[Dataset records]
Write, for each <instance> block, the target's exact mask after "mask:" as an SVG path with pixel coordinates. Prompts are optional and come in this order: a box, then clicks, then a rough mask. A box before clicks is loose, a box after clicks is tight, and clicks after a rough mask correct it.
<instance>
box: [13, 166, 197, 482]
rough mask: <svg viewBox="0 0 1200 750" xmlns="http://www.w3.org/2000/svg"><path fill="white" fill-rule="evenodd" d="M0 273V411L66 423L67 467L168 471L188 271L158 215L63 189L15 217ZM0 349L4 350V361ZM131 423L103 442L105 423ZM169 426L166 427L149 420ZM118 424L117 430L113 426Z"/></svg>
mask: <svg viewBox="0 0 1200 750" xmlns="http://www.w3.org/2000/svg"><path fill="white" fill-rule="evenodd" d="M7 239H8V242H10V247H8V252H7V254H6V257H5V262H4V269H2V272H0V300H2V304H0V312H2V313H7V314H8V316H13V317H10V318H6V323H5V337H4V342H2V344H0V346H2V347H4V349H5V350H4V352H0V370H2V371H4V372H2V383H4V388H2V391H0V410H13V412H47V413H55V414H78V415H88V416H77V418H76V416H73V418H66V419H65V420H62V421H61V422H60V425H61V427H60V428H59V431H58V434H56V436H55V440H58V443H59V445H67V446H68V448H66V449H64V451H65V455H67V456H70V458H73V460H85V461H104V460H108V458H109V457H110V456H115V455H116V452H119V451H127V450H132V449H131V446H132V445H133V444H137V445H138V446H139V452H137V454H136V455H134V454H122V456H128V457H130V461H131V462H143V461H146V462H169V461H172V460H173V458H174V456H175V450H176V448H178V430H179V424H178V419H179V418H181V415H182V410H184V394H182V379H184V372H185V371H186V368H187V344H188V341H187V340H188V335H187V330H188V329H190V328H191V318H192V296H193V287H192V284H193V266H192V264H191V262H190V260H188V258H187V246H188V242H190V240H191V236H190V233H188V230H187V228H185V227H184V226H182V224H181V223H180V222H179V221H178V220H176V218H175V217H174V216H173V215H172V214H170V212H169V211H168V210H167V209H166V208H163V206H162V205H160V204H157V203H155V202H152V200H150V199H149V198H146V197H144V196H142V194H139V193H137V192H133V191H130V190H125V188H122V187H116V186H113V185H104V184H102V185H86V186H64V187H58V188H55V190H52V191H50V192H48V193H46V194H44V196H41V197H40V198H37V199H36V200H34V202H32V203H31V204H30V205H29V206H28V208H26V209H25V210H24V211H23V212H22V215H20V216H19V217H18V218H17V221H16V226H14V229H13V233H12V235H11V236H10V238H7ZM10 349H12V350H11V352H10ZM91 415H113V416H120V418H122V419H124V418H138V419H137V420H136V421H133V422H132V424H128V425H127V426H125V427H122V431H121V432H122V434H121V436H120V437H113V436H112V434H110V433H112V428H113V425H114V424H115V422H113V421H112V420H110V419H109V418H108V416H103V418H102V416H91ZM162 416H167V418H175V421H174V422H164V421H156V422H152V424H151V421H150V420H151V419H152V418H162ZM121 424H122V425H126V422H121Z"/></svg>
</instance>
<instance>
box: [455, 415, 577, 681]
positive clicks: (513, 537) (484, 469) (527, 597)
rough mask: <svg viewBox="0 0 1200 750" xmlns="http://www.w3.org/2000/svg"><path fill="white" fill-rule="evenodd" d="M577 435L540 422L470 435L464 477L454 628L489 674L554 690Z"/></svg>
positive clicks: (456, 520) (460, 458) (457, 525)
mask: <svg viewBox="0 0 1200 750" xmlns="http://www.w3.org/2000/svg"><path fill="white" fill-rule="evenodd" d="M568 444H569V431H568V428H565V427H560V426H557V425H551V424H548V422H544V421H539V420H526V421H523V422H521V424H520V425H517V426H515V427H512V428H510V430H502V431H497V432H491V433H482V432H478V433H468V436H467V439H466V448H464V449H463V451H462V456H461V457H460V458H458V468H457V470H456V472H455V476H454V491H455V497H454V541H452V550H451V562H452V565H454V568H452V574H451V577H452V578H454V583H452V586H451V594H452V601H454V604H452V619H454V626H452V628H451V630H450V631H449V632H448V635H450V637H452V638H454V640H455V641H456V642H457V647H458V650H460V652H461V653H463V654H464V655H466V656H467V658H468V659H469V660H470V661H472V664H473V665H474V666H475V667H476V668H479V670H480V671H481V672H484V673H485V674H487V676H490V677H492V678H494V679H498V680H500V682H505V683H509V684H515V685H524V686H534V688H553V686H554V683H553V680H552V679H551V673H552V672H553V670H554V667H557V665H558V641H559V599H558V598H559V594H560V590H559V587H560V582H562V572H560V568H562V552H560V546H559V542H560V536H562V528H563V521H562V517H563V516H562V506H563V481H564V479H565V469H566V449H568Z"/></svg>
[/Dataset records]
» Exercise description:
Copy out everything from the line containing "</instance>" down to the end of the items, without changing a character.

» Result:
</instance>
<instance>
box: [455, 415, 577, 681]
positive clicks: (513, 537) (484, 469) (527, 597)
rough mask: <svg viewBox="0 0 1200 750" xmlns="http://www.w3.org/2000/svg"><path fill="white" fill-rule="evenodd" d="M577 435L540 422L470 435L464 477L454 628L489 674L554 690Z"/></svg>
positive clicks: (456, 520) (460, 458) (457, 525)
mask: <svg viewBox="0 0 1200 750" xmlns="http://www.w3.org/2000/svg"><path fill="white" fill-rule="evenodd" d="M568 444H569V431H568V428H565V427H560V426H557V425H551V424H548V422H544V421H539V420H526V421H523V422H521V424H520V425H517V426H515V427H512V428H510V430H502V431H497V432H491V433H482V432H478V433H468V436H467V439H466V448H464V449H463V451H462V456H461V457H460V458H458V468H457V470H456V472H455V476H454V491H455V497H454V541H452V550H451V562H452V565H454V568H452V574H451V577H452V578H454V583H452V586H451V594H452V601H454V604H452V619H454V626H452V628H451V630H450V631H449V632H448V635H450V637H452V638H454V640H455V641H456V642H457V647H458V650H460V652H461V653H463V654H464V655H466V656H467V658H468V659H469V660H470V661H472V664H473V665H474V666H475V667H476V668H479V670H480V671H481V672H484V673H485V674H487V676H490V677H492V678H494V679H498V680H500V682H505V683H509V684H515V685H524V686H534V688H553V686H554V683H553V680H552V679H551V673H552V672H553V670H554V667H557V665H558V641H559V599H558V598H559V594H560V590H559V587H560V582H562V572H560V568H562V552H560V546H559V542H560V536H562V528H563V521H562V517H563V516H562V506H563V481H564V479H565V469H566V449H568Z"/></svg>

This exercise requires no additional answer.